● **MATERIAL SHOWN**
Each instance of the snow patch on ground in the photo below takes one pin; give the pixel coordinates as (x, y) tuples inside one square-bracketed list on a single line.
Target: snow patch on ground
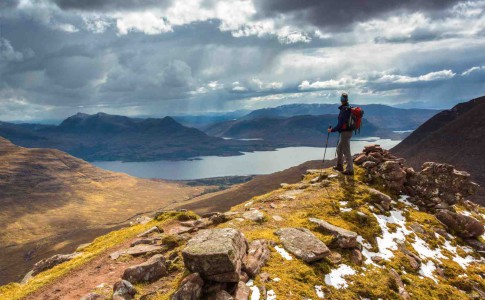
[(427, 270), (283, 253), (405, 200), (336, 277), (387, 243), (319, 291)]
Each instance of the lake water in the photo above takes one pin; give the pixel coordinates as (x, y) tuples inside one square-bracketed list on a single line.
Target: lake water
[(251, 163)]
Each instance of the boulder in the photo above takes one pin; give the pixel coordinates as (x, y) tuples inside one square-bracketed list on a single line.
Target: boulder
[(51, 262), (218, 218), (93, 296), (146, 241), (303, 244), (463, 226), (190, 288), (359, 160), (151, 270), (369, 164), (216, 254), (381, 198), (440, 182), (277, 218), (146, 233), (257, 257), (242, 291), (138, 250), (222, 295), (254, 215), (345, 238), (123, 290)]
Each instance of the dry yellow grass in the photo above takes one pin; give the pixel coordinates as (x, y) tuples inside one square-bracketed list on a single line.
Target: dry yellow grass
[(52, 202)]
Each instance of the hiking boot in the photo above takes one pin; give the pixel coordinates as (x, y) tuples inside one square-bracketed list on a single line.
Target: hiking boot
[(351, 173), (338, 168)]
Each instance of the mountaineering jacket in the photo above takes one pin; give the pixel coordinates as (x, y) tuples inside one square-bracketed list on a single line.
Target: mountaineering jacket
[(343, 118)]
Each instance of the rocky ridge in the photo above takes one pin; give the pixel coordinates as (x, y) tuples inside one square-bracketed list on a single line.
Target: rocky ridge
[(390, 232)]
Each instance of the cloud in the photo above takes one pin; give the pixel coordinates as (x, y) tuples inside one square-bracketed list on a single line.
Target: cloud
[(473, 70), (145, 22), (160, 57), (432, 76), (342, 14), (8, 53)]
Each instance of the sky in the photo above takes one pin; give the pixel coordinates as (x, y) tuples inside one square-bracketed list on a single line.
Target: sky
[(167, 57)]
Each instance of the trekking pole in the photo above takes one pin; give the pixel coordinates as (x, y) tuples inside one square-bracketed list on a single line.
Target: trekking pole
[(325, 152), (337, 145)]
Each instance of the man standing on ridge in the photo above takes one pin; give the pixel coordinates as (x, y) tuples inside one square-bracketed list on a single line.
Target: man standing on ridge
[(343, 147)]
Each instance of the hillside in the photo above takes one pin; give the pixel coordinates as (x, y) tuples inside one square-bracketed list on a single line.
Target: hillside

● **WHAT YOU SHOULD DO**
Please reproduce the data above word for word, beginning with the line that contains "Each instance of the trekking" and continuing through the final line of the data.

● **CORRECT ANSWER**
Each instance of the trekking pole in the photo above takes one pin; give the pixel coordinates as (x, y) tuples inside one square-bracketed list on a single line.
Target: trekking pole
[(325, 152), (337, 145)]
Each instance of the man standing on ridge in the photo above takes one pin; give the pixel coordinates as (x, y) tuples inside one square-bracketed list on a single line.
Target: man standing on ridge
[(343, 147)]
Each instance of the hillside in the photo above takes one pin; give the pixel coordinates as (x, y) tuples inside one square-bracketed list on a single line.
Target: hillside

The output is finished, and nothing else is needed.